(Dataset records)
___

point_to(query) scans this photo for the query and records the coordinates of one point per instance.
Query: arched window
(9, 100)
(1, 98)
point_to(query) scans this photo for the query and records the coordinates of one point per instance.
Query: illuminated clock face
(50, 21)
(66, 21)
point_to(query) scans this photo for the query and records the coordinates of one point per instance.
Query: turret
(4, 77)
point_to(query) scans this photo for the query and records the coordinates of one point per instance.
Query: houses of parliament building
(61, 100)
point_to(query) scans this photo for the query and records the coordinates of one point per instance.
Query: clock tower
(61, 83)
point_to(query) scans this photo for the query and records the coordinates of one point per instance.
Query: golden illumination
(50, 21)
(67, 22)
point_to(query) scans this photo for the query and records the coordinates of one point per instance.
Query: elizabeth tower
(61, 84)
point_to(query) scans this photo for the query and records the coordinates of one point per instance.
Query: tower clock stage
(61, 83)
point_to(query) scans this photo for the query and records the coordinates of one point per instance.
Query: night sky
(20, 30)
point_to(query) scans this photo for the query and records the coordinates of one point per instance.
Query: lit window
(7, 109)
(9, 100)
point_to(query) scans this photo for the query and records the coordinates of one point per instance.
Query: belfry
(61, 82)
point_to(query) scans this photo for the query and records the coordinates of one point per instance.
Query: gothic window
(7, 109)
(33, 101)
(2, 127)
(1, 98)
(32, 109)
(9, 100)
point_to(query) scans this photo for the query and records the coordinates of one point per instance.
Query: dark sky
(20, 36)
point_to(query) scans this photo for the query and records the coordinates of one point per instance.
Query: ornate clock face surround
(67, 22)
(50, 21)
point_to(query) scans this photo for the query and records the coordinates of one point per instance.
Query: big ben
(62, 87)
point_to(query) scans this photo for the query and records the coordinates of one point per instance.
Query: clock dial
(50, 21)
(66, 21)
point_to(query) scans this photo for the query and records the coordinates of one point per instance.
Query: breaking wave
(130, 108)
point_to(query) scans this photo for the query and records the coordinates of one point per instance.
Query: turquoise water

___

**Assignment**
Every line of the records above needs to be given again exactly.

**Answer to the problem**
point_to(query) scans this photo for the query and records the coordinates of one point per instance.
Query: arched window
(9, 100)
(1, 98)
point_to(query) scans this photo for the query and records the coordinates of one point per instance.
Query: illuminated clock face
(50, 21)
(66, 21)
point_to(query) scans this photo for the query and records the coordinates of one point per instance.
Query: turret
(4, 77)
point_to(query) scans this photo for the query and records the coordinates of one point per instance.
Query: houses of parliament building
(61, 100)
point_to(query) scans this photo for the query and records the coordinates of one point per instance.
Query: clock tower
(61, 83)
point_to(query) scans this photo for the query and records the coordinates of one point per instance.
Query: golden illumination
(50, 21)
(67, 22)
point_to(query) scans this photo for the query and records the coordinates of one point per instance.
Query: elizabeth tower
(61, 84)
point_to(query) scans this photo for the query and records the coordinates of one point per instance.
Query: tower clock stage
(61, 83)
point_to(query) scans this photo for the query and records the coordinates of one point per instance.
Query: night sky
(20, 30)
point_to(query) scans this photo for the query and records the coordinates of one point per instance.
Query: lit window
(7, 109)
(9, 100)
point_to(query) scans this photo for the query and records the coordinates of one point per instance.
Query: belfry
(61, 82)
point_to(query) scans this photo for the query and records the coordinates of one point per instance.
Query: gothic window
(7, 109)
(33, 101)
(2, 127)
(1, 98)
(32, 109)
(9, 100)
point_to(query) scans this photo for the query and records the coordinates of one point per instance.
Query: dark sky
(20, 36)
point_to(query) scans this photo for the query and records the coordinates of one point per instance.
Query: ornate clock face surround
(67, 22)
(50, 21)
point_to(query) scans this photo for the query and records the coordinates of one point per instance.
Query: big ben
(62, 87)
point_to(query) scans this photo for the query and records the coordinates of one point per instance.
Query: clock dial
(50, 21)
(66, 21)
point_to(query) scans this photo for the query and records the coordinates of one point per instance.
Query: breaking wave
(130, 108)
point_to(query) scans this photo for the query and records the coordinates of one point per instance.
Query: turquoise water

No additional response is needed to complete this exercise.